■ **EXERCISE DIRECTIONS**: Put the records below into a two-column CSV with the header input,output, giving one row per record with its text and its answer. Enclose each field in double quotes and replace every line break within a field with a space.

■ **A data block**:
%%
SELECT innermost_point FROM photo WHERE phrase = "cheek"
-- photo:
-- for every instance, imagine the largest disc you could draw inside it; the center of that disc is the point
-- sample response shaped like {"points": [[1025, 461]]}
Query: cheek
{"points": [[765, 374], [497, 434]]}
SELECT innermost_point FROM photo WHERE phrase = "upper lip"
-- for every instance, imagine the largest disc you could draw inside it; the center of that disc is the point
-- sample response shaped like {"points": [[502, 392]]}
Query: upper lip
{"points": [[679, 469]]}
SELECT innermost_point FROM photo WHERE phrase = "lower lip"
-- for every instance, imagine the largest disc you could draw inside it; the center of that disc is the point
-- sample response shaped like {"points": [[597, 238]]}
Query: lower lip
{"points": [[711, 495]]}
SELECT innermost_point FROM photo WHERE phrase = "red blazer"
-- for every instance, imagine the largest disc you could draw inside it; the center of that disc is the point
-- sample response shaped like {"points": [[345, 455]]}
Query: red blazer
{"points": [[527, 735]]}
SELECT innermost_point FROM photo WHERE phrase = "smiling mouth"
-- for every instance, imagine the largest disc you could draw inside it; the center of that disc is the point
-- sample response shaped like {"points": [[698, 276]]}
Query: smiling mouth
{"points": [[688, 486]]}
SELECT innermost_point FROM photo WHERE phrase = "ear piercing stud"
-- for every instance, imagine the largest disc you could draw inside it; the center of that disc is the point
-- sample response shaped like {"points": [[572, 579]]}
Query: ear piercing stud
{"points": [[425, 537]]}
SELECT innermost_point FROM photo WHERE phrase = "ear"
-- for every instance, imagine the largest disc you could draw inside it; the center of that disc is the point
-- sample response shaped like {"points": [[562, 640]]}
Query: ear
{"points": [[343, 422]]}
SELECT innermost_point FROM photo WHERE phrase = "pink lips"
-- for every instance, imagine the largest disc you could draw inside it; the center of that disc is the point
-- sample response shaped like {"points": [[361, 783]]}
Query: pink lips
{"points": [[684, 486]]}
%%
■ **THE SOLUTION**:
input,output
"SELECT innermost_point FROM photo WHERE phrase = ""cheek"" -- photo: -- for every instance, imagine the largest disc you could draw inside it; the center of that disc is the point -- sample response shaped like {""points"": [[1025, 461]]} Query: cheek","{""points"": [[765, 374], [497, 434]]}"
"SELECT innermost_point FROM photo WHERE phrase = ""upper lip"" -- for every instance, imagine the largest disc you could draw inside it; the center of that disc is the point -- sample response shaped like {""points"": [[502, 392]]} Query: upper lip","{""points"": [[679, 469]]}"
"SELECT innermost_point FROM photo WHERE phrase = ""lower lip"" -- for every instance, imagine the largest disc you could draw inside it; the center of that disc is the point -- sample response shaped like {""points"": [[597, 238]]} Query: lower lip","{""points"": [[711, 495]]}"
"SELECT innermost_point FROM photo WHERE phrase = ""red blazer"" -- for every instance, imagine the largest disc you could draw inside it; the center of that disc is the point -- sample response shaped like {""points"": [[345, 455]]} Query: red blazer","{""points"": [[527, 735]]}"
"SELECT innermost_point FROM photo WHERE phrase = ""smiling mouth"" -- for every instance, imagine the largest disc you could draw inside it; the center of that disc is the point -- sample response shaped like {""points"": [[698, 276]]} Query: smiling mouth","{""points"": [[688, 486]]}"
"SELECT innermost_point FROM photo WHERE phrase = ""ear piercing stud"" -- for every instance, imagine the largest disc you could draw inside it; the center of that disc is the point -- sample response shaped like {""points"": [[572, 579]]} Query: ear piercing stud","{""points"": [[425, 537]]}"
"SELECT innermost_point FROM photo WHERE phrase = ""ear"" -- for every instance, imagine the largest disc you could draw inside it; the center of that disc is the point -- sample response shaped like {""points"": [[562, 640]]} Query: ear","{""points"": [[343, 422]]}"
"SELECT innermost_point FROM photo WHERE phrase = ""pink lips"" -- for every instance, imagine the largest disc you could draw inside it; the center of that disc is the point -- sample response shaped like {""points"": [[361, 783]]} Query: pink lips","{""points"": [[684, 486]]}"